### Document ###

Research Experience and Philosophy

One stop shop for all the research and publications I feel particularly proud of!


Research Philosophy

Broadly, all of my research falls under community and restoration ecology with a current and future focus on coastal dunes. Central to my viewpoint on ecology - which is inherited from my mentor Dr. E. Binney Girdler and strengthened by Indigenous friends and collaborators - is the ‘ecology of place’. This is the idea that ecosystems and their processes can only be understood through time, care, and relationship to a specific place over time. Bringing multiple lenses to an ecosystem across years elucidates insights much clearer than other methods.

The lenses I most frequently try to bring with me to the ecosystems I care for are ‘Data & Technology’, ‘Student Mentorship’, and ‘Environmental Justice.’ The ‘Data & Technology’ lens is the easiest to integrate with ecological research and has been with me since the start of my academic journey. From creating my own micro-climate sensors from scratch in undergrad, to learning advances statistical techniques in my master’s, to integrating remote sensing technologies in my Ph.D., this lens is always with me.

### Collected data ###

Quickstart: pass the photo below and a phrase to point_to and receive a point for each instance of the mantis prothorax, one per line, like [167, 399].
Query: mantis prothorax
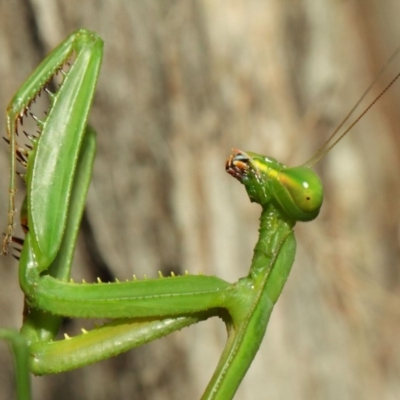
[58, 172]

###

◆ What you will do
Please name the mentor from whom, according to the research philosophy page, the viewpoint on the "ecology of place" was inherited.

◆ Result below
Dr. E. Binney Girdler